Your objective ▸
Everything from the line that contains "of the seawall" through the final line of the records should be written out exactly, and nothing outside that span.

Recorded data ▸
####
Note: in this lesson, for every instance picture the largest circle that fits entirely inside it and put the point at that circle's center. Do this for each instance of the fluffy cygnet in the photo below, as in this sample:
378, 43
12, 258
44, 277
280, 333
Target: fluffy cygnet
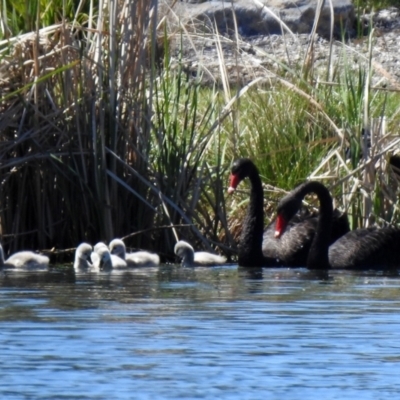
24, 260
103, 260
190, 258
136, 259
82, 257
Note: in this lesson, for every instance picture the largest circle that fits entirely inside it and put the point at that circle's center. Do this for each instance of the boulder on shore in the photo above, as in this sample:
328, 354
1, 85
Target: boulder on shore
266, 17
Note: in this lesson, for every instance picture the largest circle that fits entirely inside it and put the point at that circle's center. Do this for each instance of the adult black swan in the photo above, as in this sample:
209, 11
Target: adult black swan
259, 248
368, 248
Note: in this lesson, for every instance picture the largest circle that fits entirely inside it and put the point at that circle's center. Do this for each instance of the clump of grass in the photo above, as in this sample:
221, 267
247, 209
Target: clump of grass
102, 138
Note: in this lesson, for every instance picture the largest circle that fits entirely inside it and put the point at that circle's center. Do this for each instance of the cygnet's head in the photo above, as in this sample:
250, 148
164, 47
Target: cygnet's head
99, 245
82, 256
105, 262
185, 251
117, 247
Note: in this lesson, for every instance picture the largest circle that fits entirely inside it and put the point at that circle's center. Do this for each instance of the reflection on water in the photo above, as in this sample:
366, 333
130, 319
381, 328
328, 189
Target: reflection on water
170, 332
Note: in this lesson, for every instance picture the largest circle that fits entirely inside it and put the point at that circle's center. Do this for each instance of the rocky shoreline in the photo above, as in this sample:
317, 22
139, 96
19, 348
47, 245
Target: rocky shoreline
251, 57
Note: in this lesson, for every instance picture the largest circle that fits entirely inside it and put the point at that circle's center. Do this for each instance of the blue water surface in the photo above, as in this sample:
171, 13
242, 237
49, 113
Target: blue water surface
205, 333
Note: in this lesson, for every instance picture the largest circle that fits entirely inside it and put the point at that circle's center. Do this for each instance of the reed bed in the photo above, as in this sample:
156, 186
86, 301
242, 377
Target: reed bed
104, 133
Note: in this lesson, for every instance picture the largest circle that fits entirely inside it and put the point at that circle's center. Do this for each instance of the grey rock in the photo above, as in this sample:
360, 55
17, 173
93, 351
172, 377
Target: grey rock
256, 17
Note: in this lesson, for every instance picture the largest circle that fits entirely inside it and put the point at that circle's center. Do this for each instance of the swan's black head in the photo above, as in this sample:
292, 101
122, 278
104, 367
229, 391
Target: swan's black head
241, 169
286, 210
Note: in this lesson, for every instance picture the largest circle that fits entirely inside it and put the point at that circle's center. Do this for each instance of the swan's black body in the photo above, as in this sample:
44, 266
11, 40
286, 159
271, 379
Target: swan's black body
259, 248
370, 248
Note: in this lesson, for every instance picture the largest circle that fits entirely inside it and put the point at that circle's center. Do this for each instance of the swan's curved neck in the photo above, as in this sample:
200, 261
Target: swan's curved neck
250, 247
318, 254
188, 258
2, 260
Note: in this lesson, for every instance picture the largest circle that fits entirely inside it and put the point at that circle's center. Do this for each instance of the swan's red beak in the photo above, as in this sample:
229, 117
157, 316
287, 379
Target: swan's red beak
234, 181
280, 225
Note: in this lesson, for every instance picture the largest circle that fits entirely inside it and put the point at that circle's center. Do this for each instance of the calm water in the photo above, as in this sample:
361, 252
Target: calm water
174, 333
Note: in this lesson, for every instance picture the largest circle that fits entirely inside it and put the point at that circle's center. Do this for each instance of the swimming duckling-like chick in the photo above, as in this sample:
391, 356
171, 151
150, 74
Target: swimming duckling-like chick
103, 260
24, 260
82, 260
190, 258
136, 259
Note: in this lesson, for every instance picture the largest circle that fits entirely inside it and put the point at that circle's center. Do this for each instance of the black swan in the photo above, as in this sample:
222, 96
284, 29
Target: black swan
368, 248
136, 259
190, 258
24, 260
259, 248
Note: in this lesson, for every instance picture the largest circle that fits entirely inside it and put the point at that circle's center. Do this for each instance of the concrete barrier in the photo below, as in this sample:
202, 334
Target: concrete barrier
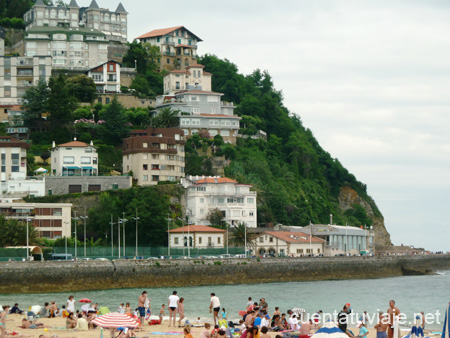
38, 277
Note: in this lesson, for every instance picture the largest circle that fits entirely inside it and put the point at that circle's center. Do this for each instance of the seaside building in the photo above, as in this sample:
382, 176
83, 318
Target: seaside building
235, 201
343, 240
197, 237
178, 46
200, 109
288, 243
52, 220
154, 155
74, 159
17, 74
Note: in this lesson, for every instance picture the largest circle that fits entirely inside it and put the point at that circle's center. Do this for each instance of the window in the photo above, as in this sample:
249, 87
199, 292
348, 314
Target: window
69, 160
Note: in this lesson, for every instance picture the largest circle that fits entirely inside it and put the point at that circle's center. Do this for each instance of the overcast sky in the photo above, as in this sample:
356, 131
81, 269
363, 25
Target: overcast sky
371, 79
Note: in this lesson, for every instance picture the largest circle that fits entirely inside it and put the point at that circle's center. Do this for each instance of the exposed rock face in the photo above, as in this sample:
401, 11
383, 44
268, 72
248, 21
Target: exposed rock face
348, 197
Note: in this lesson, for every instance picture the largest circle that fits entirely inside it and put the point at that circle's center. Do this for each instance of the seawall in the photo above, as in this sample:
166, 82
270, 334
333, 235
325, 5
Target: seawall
38, 277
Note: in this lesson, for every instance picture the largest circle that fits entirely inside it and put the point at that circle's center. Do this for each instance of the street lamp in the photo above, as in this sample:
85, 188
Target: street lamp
123, 220
76, 239
136, 219
84, 218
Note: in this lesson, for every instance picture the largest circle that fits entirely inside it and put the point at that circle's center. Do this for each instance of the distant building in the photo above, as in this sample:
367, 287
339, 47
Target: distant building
74, 159
178, 46
76, 38
235, 201
196, 237
52, 220
154, 155
17, 74
200, 109
287, 243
####
Answer to this task ▸
Note: in this lesson, for every instance picture the largest circle that fits entirely inside it and put the point at that circle's center. Do this for each instance of the seawall in the photo above, as in this sample:
166, 82
270, 334
333, 235
325, 5
Target: seawall
38, 277
Note: in this lesson, for every instance picture the largest circle that fits entirely inside it and put the point at that circle's center. Do this for each instance of the street lamp in the photo above, as in this sample:
85, 188
Target: street lamp
123, 220
76, 239
136, 219
84, 218
Note: in this lesson, for every instance picture the largest circle that fits entirely inside it and put the point at that circle's center. Do this for each instance of the distant building in the photo above, as in this sample:
367, 287
339, 47
Target: distant building
74, 159
178, 46
76, 38
235, 201
196, 237
52, 220
154, 155
17, 74
200, 109
287, 243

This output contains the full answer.